DATA PROVIDED —
::::::::::
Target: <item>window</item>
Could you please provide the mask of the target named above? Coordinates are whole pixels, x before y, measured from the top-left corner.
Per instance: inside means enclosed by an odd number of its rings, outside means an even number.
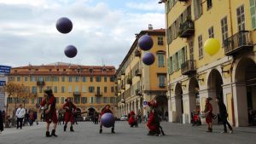
[[[164,45],[164,38],[162,37],[157,37],[157,44],[158,45]]]
[[[96,103],[97,103],[97,104],[102,103],[102,97],[99,97],[99,96],[96,97]]]
[[[89,92],[90,92],[90,93],[94,93],[94,87],[90,86],[90,87],[89,87]]]
[[[80,96],[75,96],[74,97],[74,103],[76,103],[76,104],[80,103]]]
[[[85,86],[84,86],[84,85],[82,86],[82,92],[83,92],[83,93],[86,93],[86,89],[85,89]]]
[[[115,97],[110,97],[110,103],[115,103]]]
[[[93,97],[90,97],[90,103],[93,103],[94,101],[93,101]]]
[[[103,103],[108,103],[108,97],[103,97]]]
[[[65,86],[61,86],[61,93],[65,93]]]
[[[107,93],[108,87],[104,87],[104,93]]]
[[[101,92],[101,87],[97,87],[97,93]]]
[[[212,7],[212,0],[207,0],[207,9],[210,9]]]
[[[189,59],[194,60],[194,43],[190,41],[189,43]]]
[[[222,43],[224,43],[225,39],[228,38],[228,22],[227,22],[227,16],[221,19],[221,35],[222,35]]]
[[[202,48],[202,36],[198,37],[198,49],[199,49],[199,59],[201,59],[204,55]]]
[[[79,82],[79,77],[76,77],[76,82]]]
[[[194,0],[194,13],[195,20],[199,19],[202,14],[201,0]]]
[[[96,76],[96,82],[101,82],[101,81],[102,81],[102,77]]]
[[[65,98],[64,98],[64,97],[61,97],[61,104],[64,103],[64,101],[65,101]]]
[[[83,77],[83,82],[86,82],[86,77]]]
[[[209,33],[209,38],[213,38],[214,37],[213,26],[212,26],[208,29],[208,33]]]
[[[55,86],[54,93],[57,93],[57,92],[58,92],[58,87]]]
[[[36,94],[37,93],[37,87],[36,86],[32,86],[32,94]]]
[[[158,67],[165,67],[165,54],[157,54]]]
[[[68,77],[68,82],[72,82],[72,77]]]
[[[46,82],[49,82],[49,80],[50,80],[49,77],[46,77],[46,78],[45,78],[45,81],[46,81]]]
[[[243,5],[236,9],[237,26],[239,31],[245,30],[245,14]]]
[[[36,81],[37,81],[37,78],[34,77],[34,76],[32,76],[32,77],[30,78],[30,81],[31,81],[31,82],[36,82]]]
[[[159,75],[158,76],[158,84],[160,88],[164,88],[166,85],[166,76],[165,75]]]
[[[79,86],[76,85],[76,86],[75,86],[75,92],[79,92]]]
[[[61,82],[65,82],[65,77],[61,77]]]
[[[87,97],[82,97],[82,103],[87,103]]]
[[[250,0],[250,12],[252,18],[252,27],[253,29],[256,28],[256,1]]]
[[[111,87],[111,92],[113,93],[113,87]]]
[[[56,103],[59,103],[59,97],[56,97]]]
[[[109,79],[110,79],[110,82],[114,82],[114,76],[111,76]]]
[[[39,93],[42,93],[42,92],[43,92],[43,87],[39,86]]]
[[[71,86],[71,85],[68,86],[68,92],[69,92],[69,93],[72,92],[72,86]]]

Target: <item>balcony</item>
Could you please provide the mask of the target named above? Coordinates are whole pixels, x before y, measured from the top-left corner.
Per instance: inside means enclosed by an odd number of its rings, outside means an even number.
[[[136,75],[136,76],[138,76],[138,77],[140,77],[140,76],[142,75],[142,73],[141,73],[141,72],[140,72],[139,69],[137,69],[137,70],[135,71],[135,75]]]
[[[125,84],[121,84],[121,89],[125,89]]]
[[[253,43],[249,31],[240,31],[224,42],[226,55],[236,55],[241,51],[252,50]]]
[[[44,81],[38,81],[37,85],[38,86],[44,86],[45,84]]]
[[[178,36],[180,37],[189,37],[195,33],[195,25],[194,21],[191,20],[187,20],[185,22],[180,25]]]
[[[181,65],[181,72],[183,75],[190,75],[196,72],[195,60],[188,60]]]
[[[160,88],[166,88],[166,84],[159,84],[159,87]]]
[[[103,95],[102,95],[102,92],[96,91],[96,92],[95,93],[95,95],[96,95],[96,96],[102,96]]]
[[[127,84],[132,84],[132,80],[131,78],[127,79]]]
[[[135,94],[136,94],[136,95],[142,95],[142,92],[140,89],[136,89]]]
[[[135,50],[135,56],[138,56],[138,57],[141,56],[141,52],[138,49]]]
[[[73,96],[81,96],[81,93],[79,91],[74,91]]]

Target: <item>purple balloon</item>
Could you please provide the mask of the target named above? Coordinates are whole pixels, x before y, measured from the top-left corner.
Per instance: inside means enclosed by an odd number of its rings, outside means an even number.
[[[101,124],[106,128],[112,127],[114,122],[114,117],[112,113],[104,113],[101,118]]]
[[[142,36],[138,40],[138,46],[143,50],[149,50],[153,47],[153,39],[148,34]]]
[[[68,33],[73,28],[72,21],[66,17],[62,17],[57,20],[56,28],[61,33]]]
[[[143,61],[145,65],[152,65],[154,61],[154,56],[152,53],[146,53],[143,55]]]
[[[66,47],[64,53],[66,56],[69,58],[73,58],[77,55],[78,50],[73,45],[68,45],[67,47]]]

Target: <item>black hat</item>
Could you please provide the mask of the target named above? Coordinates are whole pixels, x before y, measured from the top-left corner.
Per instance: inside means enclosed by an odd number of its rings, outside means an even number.
[[[44,92],[46,93],[49,96],[52,95],[52,89],[45,89]]]

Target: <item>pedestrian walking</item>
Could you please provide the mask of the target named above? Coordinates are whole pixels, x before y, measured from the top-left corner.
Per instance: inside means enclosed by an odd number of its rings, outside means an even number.
[[[216,97],[215,99],[216,102],[218,105],[218,110],[219,110],[219,116],[220,116],[220,119],[222,121],[222,124],[224,125],[224,130],[221,133],[227,133],[227,125],[230,129],[230,133],[233,133],[233,128],[232,126],[230,124],[229,121],[228,121],[228,112],[227,112],[227,108],[225,104],[223,102],[223,101],[220,100],[219,97]]]
[[[20,107],[16,111],[16,118],[17,118],[17,129],[19,127],[22,129],[22,122],[26,114],[26,110],[22,107],[22,104],[20,105]]]

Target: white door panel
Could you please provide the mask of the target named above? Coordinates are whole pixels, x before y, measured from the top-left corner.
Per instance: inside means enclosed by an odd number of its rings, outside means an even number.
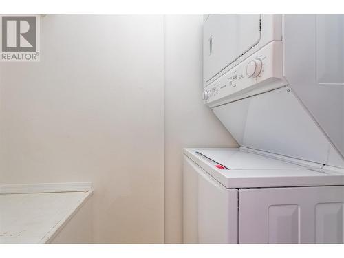
[[[343,243],[344,186],[239,191],[239,243]]]
[[[209,15],[203,31],[204,76],[208,81],[259,42],[260,15]]]
[[[344,15],[284,17],[285,76],[344,156]]]

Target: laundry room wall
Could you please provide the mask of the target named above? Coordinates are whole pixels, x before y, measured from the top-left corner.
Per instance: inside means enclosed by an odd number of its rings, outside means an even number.
[[[165,17],[165,241],[182,242],[182,149],[237,144],[203,105],[203,17]]]
[[[47,15],[0,64],[0,184],[92,181],[95,242],[164,241],[163,22]]]

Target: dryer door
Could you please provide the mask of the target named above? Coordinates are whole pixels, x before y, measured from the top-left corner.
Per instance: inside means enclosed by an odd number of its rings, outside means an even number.
[[[203,31],[206,81],[259,42],[260,15],[208,15]]]

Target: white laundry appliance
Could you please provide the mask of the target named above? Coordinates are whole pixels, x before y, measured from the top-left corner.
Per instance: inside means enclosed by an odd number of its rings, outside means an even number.
[[[186,149],[186,243],[343,243],[344,16],[208,15],[204,103],[238,149]]]

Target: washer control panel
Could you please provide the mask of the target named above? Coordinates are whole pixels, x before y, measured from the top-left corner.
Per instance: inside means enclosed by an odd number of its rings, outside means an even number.
[[[258,87],[255,87],[258,84],[261,92],[267,89],[264,84],[277,80],[279,83],[275,83],[274,87],[286,85],[283,78],[282,51],[282,42],[272,41],[235,66],[204,87],[202,93],[204,103],[211,105],[224,98],[233,101],[257,94],[260,93]]]

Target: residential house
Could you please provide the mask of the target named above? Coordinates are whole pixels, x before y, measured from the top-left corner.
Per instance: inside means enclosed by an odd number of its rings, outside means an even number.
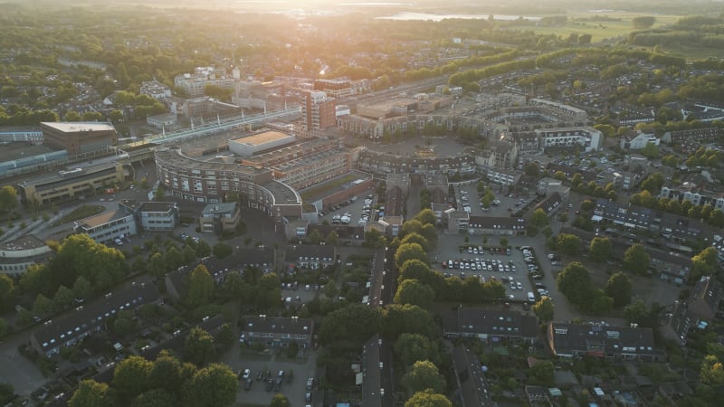
[[[510,216],[470,216],[468,232],[494,236],[525,236],[526,220]]]
[[[35,235],[28,234],[0,243],[0,273],[18,276],[33,264],[52,256],[52,251]]]
[[[158,289],[153,284],[134,284],[122,291],[108,293],[57,320],[46,321],[30,335],[30,346],[46,357],[57,355],[62,346],[72,346],[103,329],[107,321],[119,311],[133,310],[158,301],[159,298]]]
[[[175,202],[137,202],[124,199],[119,208],[133,214],[139,231],[173,231],[179,222],[178,204]]]
[[[706,327],[716,317],[722,296],[724,292],[716,279],[701,276],[686,300],[677,300],[667,308],[661,327],[663,337],[686,345],[692,327]]]
[[[242,219],[239,203],[230,202],[225,204],[209,204],[201,211],[198,220],[201,232],[214,232],[221,234],[227,231],[233,231]]]
[[[300,348],[314,345],[314,320],[297,317],[246,316],[243,318],[239,342],[262,344],[271,347],[288,347],[296,343]]]
[[[76,233],[86,233],[99,243],[109,244],[138,232],[136,220],[122,209],[107,211],[74,222]]]
[[[452,367],[455,369],[455,382],[462,407],[492,405],[491,392],[487,389],[484,372],[478,356],[461,344],[452,349]]]
[[[500,339],[533,343],[538,338],[538,323],[535,317],[518,311],[459,308],[443,315],[443,335],[486,343]]]
[[[649,143],[658,147],[661,140],[655,134],[646,134],[639,130],[634,134],[622,136],[619,147],[624,150],[640,150]]]
[[[287,247],[284,262],[290,270],[320,270],[333,266],[337,258],[331,244],[297,244]]]
[[[552,322],[547,333],[551,353],[557,357],[585,355],[621,360],[662,362],[666,355],[656,347],[647,327]]]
::::::::::
YOUR INSTRUCTIONS — Reproduce the rows beginning at the line that contains "Target: <item>balcony</item>" and stopping after the line that contains "[[[73,96],[81,96],[81,93],[79,91],[74,91]]]", substituting "integer pixels" for "whole pixels" and leaving everything else unchanged.

THE RESPONSE —
Target: <item>balcony</item>
Could you please provide the mask of the target named above? Coordinates are integer pixels, x before y, measured from the top-left corner.
Per instance: inside means enclosed by an odd number of its rings, outside means an even number.
[[[136,75],[136,76],[138,76],[138,77],[140,77],[140,76],[142,75],[142,73],[141,73],[141,72],[140,72],[139,69],[137,69],[137,70],[135,71],[135,75]]]
[[[125,84],[121,84],[121,89],[125,89]]]
[[[253,43],[249,31],[240,31],[224,42],[226,55],[236,55],[241,51],[252,50]]]
[[[44,81],[38,81],[37,85],[38,86],[44,86],[45,84]]]
[[[178,36],[180,37],[189,37],[195,33],[195,25],[194,21],[191,20],[187,20],[185,22],[180,25]]]
[[[181,65],[181,72],[183,75],[190,75],[196,72],[195,60],[188,60]]]
[[[160,88],[166,88],[166,84],[159,84],[159,87]]]
[[[103,95],[102,95],[102,92],[96,91],[96,92],[95,93],[95,95],[96,95],[96,96],[102,96]]]
[[[127,84],[132,84],[132,80],[131,78],[127,79]]]
[[[135,94],[136,94],[136,95],[142,95],[142,92],[140,89],[136,89]]]
[[[135,50],[135,56],[138,56],[138,57],[141,56],[141,52],[138,49]]]
[[[73,96],[81,96],[81,93],[79,91],[74,91]]]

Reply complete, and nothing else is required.